● MATERIAL SUPPLIED:
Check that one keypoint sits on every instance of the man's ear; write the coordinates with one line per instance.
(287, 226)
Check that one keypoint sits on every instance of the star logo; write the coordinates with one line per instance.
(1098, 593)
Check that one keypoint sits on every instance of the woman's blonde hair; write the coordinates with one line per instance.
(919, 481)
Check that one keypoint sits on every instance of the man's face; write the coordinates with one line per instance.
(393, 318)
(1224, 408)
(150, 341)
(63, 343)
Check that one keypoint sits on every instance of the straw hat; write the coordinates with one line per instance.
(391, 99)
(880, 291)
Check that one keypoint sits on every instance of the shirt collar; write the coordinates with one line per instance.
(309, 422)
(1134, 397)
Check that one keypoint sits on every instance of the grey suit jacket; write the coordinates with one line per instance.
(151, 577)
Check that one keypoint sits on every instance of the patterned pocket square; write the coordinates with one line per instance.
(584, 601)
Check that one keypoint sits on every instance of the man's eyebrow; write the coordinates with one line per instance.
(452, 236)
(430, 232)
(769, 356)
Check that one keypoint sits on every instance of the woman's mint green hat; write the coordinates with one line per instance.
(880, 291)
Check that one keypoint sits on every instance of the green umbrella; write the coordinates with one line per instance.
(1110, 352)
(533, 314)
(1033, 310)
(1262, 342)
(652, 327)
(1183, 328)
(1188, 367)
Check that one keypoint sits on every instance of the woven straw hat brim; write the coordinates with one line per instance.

● EXERCISE DETAILS: The answer must be the full data, repeated word for word.

● RESULT BELOW:
Check that one keypoint sits on every instance of the man's ear; write the coordinates with one line per instance.
(287, 226)
Check that one keypoint sits on every instance of the star logo; write the coordinates with one line per instance.
(1098, 593)
Check that one keypoint sits on every instance of the woman's blonde hair; write the coordinates with one line per instance.
(919, 481)
Check that one keypoint sits on every instance of the man's face; write the coordinates with one line per instance.
(393, 318)
(1224, 408)
(150, 341)
(63, 343)
Check that one keypoint sits on every instance of the straw hat; write the coordinates with one line per instance.
(391, 99)
(880, 291)
Check that one keypoint sits on every instance of the shirt collar; write the coordinates with one line per instance.
(309, 422)
(1134, 397)
Check that one keypoint sits on every instance of the grey suit jacket; write the coordinates with one line per instance.
(151, 577)
Check that one keypoint sits on every instance of the patterned pocket square; write the coordinates with one line per instance.
(584, 601)
Check that one keypoint sits on every instance of the man's eyebrow; write the coordinates with one line per instance.
(452, 236)
(430, 232)
(769, 356)
Check that one keypoint sits on every instance of the woman's mint green hat; write the coordinates with one line per instance.
(880, 291)
Check that one keypoint sits on every instance of the green umbrella; write the coordinates with one line per instance.
(1110, 352)
(533, 314)
(1033, 310)
(1262, 342)
(652, 327)
(1183, 328)
(1188, 367)
Check that one keypoint sits on every instance of the woven straw hat brim; write the coordinates with one line per instance.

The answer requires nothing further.